Directions for this task: All the data should come back exactly as it was given.

[A run of records]

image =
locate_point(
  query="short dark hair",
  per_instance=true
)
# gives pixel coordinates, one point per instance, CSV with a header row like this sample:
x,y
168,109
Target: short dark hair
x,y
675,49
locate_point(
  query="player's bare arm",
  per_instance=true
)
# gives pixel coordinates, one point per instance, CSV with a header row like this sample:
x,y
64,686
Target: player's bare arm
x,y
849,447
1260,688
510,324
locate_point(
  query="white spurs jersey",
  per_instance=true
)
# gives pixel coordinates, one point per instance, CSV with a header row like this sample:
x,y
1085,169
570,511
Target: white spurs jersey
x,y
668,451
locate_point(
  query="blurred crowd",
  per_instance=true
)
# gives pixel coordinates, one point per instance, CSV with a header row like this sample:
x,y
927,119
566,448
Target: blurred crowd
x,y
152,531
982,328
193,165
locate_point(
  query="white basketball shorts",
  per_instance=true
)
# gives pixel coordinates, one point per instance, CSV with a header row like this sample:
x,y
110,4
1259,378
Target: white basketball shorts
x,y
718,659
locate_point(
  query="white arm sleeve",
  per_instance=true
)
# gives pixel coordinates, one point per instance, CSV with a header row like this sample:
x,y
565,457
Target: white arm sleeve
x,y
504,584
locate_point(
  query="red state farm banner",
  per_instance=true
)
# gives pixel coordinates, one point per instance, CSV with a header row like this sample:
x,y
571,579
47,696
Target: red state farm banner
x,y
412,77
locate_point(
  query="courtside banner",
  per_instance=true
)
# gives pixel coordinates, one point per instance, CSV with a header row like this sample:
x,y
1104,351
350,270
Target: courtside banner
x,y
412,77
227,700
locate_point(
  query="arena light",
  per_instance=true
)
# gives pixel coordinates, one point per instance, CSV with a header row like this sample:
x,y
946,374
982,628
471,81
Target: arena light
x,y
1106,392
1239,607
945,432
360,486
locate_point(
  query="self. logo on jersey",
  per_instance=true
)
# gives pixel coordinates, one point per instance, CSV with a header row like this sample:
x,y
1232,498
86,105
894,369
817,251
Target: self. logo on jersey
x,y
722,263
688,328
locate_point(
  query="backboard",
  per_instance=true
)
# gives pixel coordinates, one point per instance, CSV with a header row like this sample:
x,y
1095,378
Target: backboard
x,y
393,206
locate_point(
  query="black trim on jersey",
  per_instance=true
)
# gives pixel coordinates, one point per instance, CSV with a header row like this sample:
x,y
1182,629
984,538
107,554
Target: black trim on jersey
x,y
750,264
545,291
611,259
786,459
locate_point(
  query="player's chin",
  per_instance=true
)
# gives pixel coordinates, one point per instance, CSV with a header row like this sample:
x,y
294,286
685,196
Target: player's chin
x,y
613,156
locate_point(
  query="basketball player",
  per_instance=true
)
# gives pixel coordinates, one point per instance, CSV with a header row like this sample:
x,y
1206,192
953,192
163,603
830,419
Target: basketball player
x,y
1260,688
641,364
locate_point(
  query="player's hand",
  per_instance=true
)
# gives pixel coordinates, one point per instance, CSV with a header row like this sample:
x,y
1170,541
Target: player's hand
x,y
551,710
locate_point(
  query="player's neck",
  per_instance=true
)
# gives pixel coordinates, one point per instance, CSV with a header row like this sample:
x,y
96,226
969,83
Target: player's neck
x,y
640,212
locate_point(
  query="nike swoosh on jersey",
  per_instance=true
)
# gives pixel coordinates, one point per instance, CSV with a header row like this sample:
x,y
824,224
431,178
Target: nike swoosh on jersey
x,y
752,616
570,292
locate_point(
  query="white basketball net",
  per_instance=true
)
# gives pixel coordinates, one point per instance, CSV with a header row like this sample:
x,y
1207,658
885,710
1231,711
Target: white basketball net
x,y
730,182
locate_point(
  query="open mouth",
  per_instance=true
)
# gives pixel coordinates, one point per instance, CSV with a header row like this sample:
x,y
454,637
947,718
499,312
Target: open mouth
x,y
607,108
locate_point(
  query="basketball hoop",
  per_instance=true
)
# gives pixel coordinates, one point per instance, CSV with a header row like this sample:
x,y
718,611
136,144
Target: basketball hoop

Exercise output:
image =
locate_point(
  query="short dark hair",
  per_instance=true
)
# gives pixel coordinates, one point per instance, CSV with a header row like this sample:
x,y
168,109
Target: short dark hair
x,y
675,49
locate_point(
  query="player's bare arm",
  per_instance=true
)
# gives pixel coordinates, one point per instance, CSV with a header row like this sample:
x,y
64,686
Target: player's bare arm
x,y
849,447
1260,688
510,324
locate_point(
  query="white spurs jersey",
  per_instance=true
)
# gives pixel coordinates, one point per instance, CSV with a header row like this sample:
x,y
1085,169
570,511
Target: white spurs jersey
x,y
668,451
locate_point(
  query="blurred crowd",
  per_instance=true
)
# gives pixel coordinates, one point per instance, CSV with a header row like this sample:
x,y
927,119
566,448
Target: blurred crowd
x,y
152,531
982,328
193,165
locate_point(
  query="white basketball shorts",
  per_instance=true
)
# gives pixel coordinates, one point per instance, CSV with a header row like this sample:
x,y
110,4
1259,378
Target: white basketball shorts
x,y
718,659
locate_point(
  query="white arm sleeve",
  per_instance=true
)
# gives pixel coordinates, one point per instance, CSV with a header row like this sample:
x,y
565,457
Target: white arm sleeve
x,y
504,584
locate_point(
  query="red state farm banner",
  per_instance=true
)
# gives pixel coordinates, one point per instance, CSV with a header row like this sample:
x,y
571,579
47,696
Target: red state farm banner
x,y
412,77
locate_point(
  query="courtside banner",
  per_instance=true
)
# gives pixel coordinates, one point per instance, CSV with a header row like this sample:
x,y
1104,351
350,270
Target: courtside banner
x,y
412,77
227,700
locate_point(
  query="arena light",
  per_instance=true
)
# gives pixel coordinates, one point per instance, CSV with a header row like this sample:
x,y
946,374
982,628
471,81
Target: arena light
x,y
1106,392
1239,607
945,432
360,486
locate_point(
  query="self. logo on jersey",
  per_instance=true
)
# gives pixel coordinates, one point per instance, CSV with a header row like this sample:
x,y
1232,498
86,105
894,369
817,251
Target: self. logo on jersey
x,y
722,263
688,328
locate_point(
  query="backboard",
  per_instance=true
)
# gives pixel coordinates, one point per instance, CSV with a header row like this sample:
x,y
1095,378
Target: backboard
x,y
393,206
locate_point(
  query="black trim on jersey",
  per_instance=true
)
# gives pixel coordinates, one point per instance, CSV with a header row like this sample:
x,y
1182,629
984,538
107,554
Target: black trim on jersey
x,y
750,264
545,291
611,259
786,459
locate_point(
  query="player's chin",
  per_instance=true
)
# gives pixel coordinates, one point per instance, CSV with a header row like this sample:
x,y
294,286
685,196
Target: player's chin
x,y
613,156
locate_point(
  query="basketball player",
  per_instance=true
)
# gives pixel coordinates, one point per instance, CSV with a header row like this sample:
x,y
1206,192
953,192
163,603
830,419
Target: basketball player
x,y
1260,688
641,364
locate_point(
  query="player's hand",
  per_instance=true
)
# gives pixel coordinates, one point per instance, CSV with a header row like this sample:
x,y
1170,541
Target: player's hand
x,y
551,710
locate_point(
  query="player's neck",
  per_instance=true
)
# gives pixel coordinates, one point per instance, CSV with a header row like this sample:
x,y
96,226
969,83
Target: player's neck
x,y
640,212
locate_point(
  query="nike swoosh on jersey",
  per_instance=true
)
# gives pixel coordinates, one point per instance, CSV with a header row like this sample:
x,y
824,224
431,178
Target: nike swoosh on jersey
x,y
752,616
570,292
locate_point(
  query="white basketball net",
  per_instance=true
)
# gives pixel coordinates, one point per instance, CSV with a header row like this sample:
x,y
1207,658
885,710
1231,711
Target: white basketball net
x,y
730,182
locate_point(
  query="open mouth",
  per_instance=true
)
# gives pixel coordinates, one point per instance, CSV with a header row like this sample:
x,y
454,637
947,718
499,312
Target: open mouth
x,y
607,108
locate_point(
  query="basketball hoop",
  per_instance=true
)
# gives pixel coordinates, one point per instance, CSV with a header row like this sample:
x,y
718,611
136,144
Target: basketball hoop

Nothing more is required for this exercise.